• [WHAT IS REQUIRED] Exactly reproduce the lines from the line containing "Place one point per instance of the small" to the end of the data below, inclusive, and nothing else.

::::::::::

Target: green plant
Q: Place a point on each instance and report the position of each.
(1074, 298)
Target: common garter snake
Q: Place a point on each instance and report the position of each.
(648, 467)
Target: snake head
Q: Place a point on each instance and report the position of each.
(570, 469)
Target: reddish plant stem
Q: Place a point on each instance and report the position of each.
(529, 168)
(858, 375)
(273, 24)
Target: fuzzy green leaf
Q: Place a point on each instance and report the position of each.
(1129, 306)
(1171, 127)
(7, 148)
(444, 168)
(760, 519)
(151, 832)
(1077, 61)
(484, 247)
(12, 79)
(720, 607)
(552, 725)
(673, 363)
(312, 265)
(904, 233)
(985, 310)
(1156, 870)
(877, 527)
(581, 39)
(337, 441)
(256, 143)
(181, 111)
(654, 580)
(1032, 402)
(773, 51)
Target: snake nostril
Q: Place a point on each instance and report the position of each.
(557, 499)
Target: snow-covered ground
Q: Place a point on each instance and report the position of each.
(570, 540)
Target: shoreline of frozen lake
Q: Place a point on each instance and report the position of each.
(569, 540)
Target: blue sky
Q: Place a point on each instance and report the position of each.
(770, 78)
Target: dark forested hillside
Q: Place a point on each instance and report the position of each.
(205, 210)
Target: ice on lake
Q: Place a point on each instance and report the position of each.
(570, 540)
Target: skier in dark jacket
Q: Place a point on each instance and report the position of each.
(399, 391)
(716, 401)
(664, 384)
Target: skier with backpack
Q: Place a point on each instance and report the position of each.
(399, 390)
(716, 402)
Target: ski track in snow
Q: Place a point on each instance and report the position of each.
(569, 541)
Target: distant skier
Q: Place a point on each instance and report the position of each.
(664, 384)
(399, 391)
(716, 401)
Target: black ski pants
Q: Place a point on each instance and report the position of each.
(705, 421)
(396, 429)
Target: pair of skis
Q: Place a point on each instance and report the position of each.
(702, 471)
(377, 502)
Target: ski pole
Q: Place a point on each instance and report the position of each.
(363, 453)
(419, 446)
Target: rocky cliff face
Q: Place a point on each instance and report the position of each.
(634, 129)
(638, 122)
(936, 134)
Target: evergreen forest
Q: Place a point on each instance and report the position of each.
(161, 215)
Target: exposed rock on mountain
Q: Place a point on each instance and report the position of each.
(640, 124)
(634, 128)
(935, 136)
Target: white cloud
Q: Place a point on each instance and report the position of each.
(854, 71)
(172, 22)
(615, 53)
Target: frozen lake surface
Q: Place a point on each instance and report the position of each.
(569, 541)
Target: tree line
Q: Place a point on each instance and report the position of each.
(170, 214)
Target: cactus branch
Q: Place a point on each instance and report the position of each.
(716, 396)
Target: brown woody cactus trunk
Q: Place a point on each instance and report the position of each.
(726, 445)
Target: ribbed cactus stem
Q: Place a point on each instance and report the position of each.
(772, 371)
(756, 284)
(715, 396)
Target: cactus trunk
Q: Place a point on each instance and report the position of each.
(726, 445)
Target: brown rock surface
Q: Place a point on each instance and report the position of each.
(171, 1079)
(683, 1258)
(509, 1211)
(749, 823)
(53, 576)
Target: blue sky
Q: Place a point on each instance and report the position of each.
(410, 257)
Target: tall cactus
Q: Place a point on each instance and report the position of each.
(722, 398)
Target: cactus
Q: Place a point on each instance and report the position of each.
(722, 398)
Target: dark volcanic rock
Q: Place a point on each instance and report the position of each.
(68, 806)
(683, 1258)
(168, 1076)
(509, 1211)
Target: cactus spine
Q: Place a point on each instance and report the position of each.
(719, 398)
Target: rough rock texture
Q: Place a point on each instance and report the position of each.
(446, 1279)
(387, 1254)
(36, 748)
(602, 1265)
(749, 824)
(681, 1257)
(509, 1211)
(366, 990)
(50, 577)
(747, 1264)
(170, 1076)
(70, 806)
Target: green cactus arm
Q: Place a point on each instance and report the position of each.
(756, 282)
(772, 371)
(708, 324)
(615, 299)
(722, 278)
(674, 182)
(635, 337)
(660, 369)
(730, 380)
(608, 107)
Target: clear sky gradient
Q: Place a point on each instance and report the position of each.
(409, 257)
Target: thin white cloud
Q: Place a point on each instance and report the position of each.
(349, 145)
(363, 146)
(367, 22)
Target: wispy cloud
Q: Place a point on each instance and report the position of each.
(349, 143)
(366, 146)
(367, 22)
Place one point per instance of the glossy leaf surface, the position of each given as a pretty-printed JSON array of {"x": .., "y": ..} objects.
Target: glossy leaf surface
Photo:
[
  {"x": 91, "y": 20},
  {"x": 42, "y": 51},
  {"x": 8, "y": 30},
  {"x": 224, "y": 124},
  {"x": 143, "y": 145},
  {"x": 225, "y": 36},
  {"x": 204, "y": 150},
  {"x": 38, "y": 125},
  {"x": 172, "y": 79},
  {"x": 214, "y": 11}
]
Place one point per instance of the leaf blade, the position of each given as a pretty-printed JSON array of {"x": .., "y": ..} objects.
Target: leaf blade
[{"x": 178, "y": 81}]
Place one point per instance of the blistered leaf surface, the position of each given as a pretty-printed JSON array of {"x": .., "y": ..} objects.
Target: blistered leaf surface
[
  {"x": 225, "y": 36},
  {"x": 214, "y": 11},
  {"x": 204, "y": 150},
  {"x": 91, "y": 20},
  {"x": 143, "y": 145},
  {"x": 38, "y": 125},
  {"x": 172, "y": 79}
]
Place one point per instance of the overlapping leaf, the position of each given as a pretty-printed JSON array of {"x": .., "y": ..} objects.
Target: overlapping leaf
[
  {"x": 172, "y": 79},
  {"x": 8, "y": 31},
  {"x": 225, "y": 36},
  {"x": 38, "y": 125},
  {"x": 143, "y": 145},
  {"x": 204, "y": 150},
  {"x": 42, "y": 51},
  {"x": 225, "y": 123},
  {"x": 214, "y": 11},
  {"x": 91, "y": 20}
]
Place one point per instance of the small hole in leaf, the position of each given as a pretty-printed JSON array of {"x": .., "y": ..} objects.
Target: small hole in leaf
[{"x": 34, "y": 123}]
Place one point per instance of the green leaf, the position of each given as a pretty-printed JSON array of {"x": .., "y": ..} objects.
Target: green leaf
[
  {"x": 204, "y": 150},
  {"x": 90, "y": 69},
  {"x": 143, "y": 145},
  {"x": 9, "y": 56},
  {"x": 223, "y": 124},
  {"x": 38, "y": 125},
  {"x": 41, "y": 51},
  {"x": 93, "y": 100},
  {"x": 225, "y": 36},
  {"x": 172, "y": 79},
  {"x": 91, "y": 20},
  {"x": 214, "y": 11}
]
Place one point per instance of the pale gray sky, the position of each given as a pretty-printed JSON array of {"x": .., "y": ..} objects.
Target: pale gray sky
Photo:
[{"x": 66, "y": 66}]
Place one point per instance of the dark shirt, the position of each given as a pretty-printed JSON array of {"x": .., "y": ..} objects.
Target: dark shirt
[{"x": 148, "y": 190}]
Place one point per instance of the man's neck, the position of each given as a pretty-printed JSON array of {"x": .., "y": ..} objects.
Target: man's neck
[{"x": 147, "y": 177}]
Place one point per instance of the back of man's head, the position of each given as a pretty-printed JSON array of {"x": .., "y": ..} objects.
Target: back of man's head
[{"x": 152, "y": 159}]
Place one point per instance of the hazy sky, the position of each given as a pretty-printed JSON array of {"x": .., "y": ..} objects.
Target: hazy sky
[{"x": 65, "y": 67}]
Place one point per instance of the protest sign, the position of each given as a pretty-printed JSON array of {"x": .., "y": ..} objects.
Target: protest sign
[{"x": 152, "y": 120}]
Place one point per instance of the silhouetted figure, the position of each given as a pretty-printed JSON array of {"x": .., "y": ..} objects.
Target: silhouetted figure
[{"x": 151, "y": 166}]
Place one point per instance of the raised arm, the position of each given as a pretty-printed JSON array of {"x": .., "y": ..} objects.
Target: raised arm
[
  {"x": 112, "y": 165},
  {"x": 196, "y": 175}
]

::::::::::

• [WRITTEN RESPONSE]
Place one point per instance of the small hole in leaf, the position of each given as a pretty-printed JSON array of {"x": .., "y": ..} objects.
Target: small hole in leaf
[{"x": 34, "y": 123}]
Place one point per instance of the green leaf, the position of each given as a pretty-printed JSON array of {"x": .., "y": ..} objects.
Target: green leaf
[
  {"x": 204, "y": 150},
  {"x": 90, "y": 69},
  {"x": 143, "y": 145},
  {"x": 9, "y": 56},
  {"x": 223, "y": 124},
  {"x": 38, "y": 125},
  {"x": 41, "y": 51},
  {"x": 93, "y": 100},
  {"x": 225, "y": 36},
  {"x": 172, "y": 79},
  {"x": 91, "y": 20},
  {"x": 214, "y": 11}
]
Place one point per instance of the pale gray sky, the position of each given as a pretty-printed JSON array of {"x": .., "y": ..} objects.
Target: pale gray sky
Photo:
[{"x": 66, "y": 66}]
Place one point per instance of the dark shirt, the position of each given as a pretty-printed JSON array of {"x": .., "y": ..} objects.
Target: dark shirt
[{"x": 148, "y": 190}]
Place one point per instance of the man's neck, the position of each given as a pretty-printed JSON array of {"x": .., "y": ..} objects.
Target: man's neck
[{"x": 147, "y": 177}]
Place one point per instance of the back of man's head, the position of each given as a pretty-printed JSON array of {"x": .., "y": ..} objects.
Target: back of man's head
[{"x": 152, "y": 159}]
Place one point per instance of the hazy sky, the position of each given as a pretty-printed JSON array of {"x": .., "y": ..} objects.
Target: hazy sky
[{"x": 65, "y": 67}]
Place one point per instance of the protest sign, the position of each given as a pretty-printed JSON array of {"x": .., "y": ..} objects.
Target: protest sign
[{"x": 152, "y": 120}]
Place one point per instance of the silhouetted figure, the position of each given as a pretty-printed JSON array of {"x": .., "y": ..} objects.
Target: silhouetted figure
[{"x": 151, "y": 166}]
Place one point per instance of the raised arm, the position of each given as a pretty-printed JSON array of {"x": .., "y": ..} objects.
Target: raised arm
[
  {"x": 112, "y": 165},
  {"x": 196, "y": 175}
]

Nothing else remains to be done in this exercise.